Text excerpt:
<<<<

02 Jul 2008 - A Nepal wildlife reserve that boasted the highest density of tigers in the world is just half a decade later struggling to hold a few remaining tigers.

Conservationists were highly gratified when the first systematic sampling of the Shuklaphanta Wildlife Reserve in border areas of western Nepal in 2004/05 revealed a tiger density of 17 per 100 km2, an estimated 27 tigers for the 305 km2 reserve.

But the joy was shortlived as the 2006/07 sampling showed tiger density declining almost two thirds to six per 100km2.

“We were perhaps too cautious in not ringing an alarm bell when the density declined in
2005/06,” said Anil Manandhar, Country Representative, WWF Nepal. “In the absence of any reported tiger poaching case [by the park authorities during 2004-06], we felt that reduced sampling could have been a reason for this observed decline and wanted to confirm it with another year of monitoring.”

However, a scientific monitoring program using camera traps in 93 locations carried out between December 2007 and March 2008 was able to identify only five tigers - two male and three female - in the Shuklaphanta core area.

>>>>

Activity 1: According to the Shuklaphanta tiger article, how many tigers did the 2004/05 sampling estimate for the 305 km2 reserve?
Activity 2: Write a continuation of the Shuklaphanta tiger article, picking up after its last sentence.

[Saved entries]
<<<<

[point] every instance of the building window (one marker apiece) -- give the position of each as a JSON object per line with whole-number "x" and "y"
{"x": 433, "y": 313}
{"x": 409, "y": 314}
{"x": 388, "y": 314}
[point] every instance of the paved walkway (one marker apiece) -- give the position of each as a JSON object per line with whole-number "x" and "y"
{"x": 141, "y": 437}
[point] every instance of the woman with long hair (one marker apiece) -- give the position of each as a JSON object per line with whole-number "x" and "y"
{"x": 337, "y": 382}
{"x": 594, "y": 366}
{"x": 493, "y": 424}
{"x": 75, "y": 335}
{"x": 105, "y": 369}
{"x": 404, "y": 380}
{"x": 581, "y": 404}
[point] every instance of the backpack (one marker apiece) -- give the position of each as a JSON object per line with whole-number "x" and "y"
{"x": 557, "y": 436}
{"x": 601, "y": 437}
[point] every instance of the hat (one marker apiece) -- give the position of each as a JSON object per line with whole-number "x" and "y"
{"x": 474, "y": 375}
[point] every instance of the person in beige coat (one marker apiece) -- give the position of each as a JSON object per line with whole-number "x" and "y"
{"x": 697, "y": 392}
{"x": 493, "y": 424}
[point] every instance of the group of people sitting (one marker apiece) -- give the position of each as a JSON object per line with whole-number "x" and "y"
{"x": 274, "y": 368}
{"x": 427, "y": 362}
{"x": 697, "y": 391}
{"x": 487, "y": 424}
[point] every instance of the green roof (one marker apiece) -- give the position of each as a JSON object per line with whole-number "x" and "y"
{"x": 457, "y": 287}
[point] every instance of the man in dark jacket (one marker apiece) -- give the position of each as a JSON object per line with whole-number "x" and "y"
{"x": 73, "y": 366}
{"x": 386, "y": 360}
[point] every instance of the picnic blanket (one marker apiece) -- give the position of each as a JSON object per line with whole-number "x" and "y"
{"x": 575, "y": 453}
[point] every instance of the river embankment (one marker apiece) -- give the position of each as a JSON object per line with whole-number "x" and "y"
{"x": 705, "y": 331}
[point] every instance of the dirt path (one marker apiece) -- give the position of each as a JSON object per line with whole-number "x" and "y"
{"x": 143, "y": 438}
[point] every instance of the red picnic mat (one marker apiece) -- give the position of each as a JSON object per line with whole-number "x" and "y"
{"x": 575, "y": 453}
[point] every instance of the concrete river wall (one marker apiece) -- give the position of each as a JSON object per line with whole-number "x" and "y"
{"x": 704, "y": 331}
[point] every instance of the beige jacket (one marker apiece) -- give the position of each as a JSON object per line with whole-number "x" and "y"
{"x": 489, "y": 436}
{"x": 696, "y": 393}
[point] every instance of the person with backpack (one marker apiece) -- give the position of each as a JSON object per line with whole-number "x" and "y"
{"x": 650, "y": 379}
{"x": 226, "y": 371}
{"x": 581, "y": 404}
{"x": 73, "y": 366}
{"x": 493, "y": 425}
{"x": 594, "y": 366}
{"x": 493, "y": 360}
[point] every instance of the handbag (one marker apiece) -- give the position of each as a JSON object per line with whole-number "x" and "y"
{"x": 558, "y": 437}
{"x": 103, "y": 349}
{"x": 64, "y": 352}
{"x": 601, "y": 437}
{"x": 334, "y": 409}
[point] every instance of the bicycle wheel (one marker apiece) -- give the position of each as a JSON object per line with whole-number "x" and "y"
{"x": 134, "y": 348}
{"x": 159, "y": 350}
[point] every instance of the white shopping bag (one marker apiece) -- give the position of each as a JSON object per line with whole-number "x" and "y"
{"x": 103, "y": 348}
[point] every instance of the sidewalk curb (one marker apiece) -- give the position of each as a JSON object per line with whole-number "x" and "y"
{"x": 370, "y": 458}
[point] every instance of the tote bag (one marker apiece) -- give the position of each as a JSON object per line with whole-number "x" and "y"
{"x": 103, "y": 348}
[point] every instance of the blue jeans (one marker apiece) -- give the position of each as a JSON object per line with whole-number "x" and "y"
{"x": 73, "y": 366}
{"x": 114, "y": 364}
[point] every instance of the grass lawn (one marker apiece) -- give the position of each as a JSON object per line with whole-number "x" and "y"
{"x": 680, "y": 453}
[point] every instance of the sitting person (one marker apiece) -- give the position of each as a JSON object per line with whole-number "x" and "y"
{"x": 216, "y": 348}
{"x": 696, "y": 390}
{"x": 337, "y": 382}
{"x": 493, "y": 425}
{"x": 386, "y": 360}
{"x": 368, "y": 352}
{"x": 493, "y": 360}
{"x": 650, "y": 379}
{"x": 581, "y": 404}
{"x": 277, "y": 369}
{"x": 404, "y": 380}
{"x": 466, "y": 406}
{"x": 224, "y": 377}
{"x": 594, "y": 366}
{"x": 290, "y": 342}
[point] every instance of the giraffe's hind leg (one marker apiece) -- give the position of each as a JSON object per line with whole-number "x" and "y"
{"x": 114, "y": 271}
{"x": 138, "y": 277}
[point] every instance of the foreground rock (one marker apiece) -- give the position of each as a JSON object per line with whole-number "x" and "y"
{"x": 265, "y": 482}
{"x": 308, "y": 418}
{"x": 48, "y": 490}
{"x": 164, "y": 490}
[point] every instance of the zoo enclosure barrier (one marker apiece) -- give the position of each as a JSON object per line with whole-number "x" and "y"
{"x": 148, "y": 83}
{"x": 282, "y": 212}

>>>>

Task result 1: An estimated 27 tigers.

Task result 2:
The monitoring program is run by WWF in conjunction with the National Trust for Nature Conservation and the Nepalese government Department of National Parks and Wildlife Conservation.

On WWF estimates, the park tiger population now stands at just seven, a density of just under three tigers per 100 km2. On government estimates, the total park tiger population stands between six and 14 tigers.

According to WWF two recent seizures of tiger bones inside the reserve as well as skin and bones from adjoining Dhangadi town and photographs of people with guns taken through camera traps are all indicative of organized poaching in Shuklaphanta.

“Also there is no noticeable outbreak of disease in the region,” said Manandhar.

Other human incursions into the park such as encroachment, illegal hunting, illegal fodder and fuelwood collection, illegal rampant timber collection and high grazing pressure are considered to have played a smaller role in the decline in tiger numbers.

WWF has decided to scale up its community-based anti-poaching operation outside Shuklaphanta with 'Operation Tigris', noting that a similar program outside Nepal’s Chitwan National Park has so far been a big success with not one rhino poached outside Chitwan in the past year.

“We would like to repeat the same exercise around Shuklaphanta and will make sincere efforts to control poaching,” said Diwakar Chapagain, Wildlife Trade Manager of WWF Nepal.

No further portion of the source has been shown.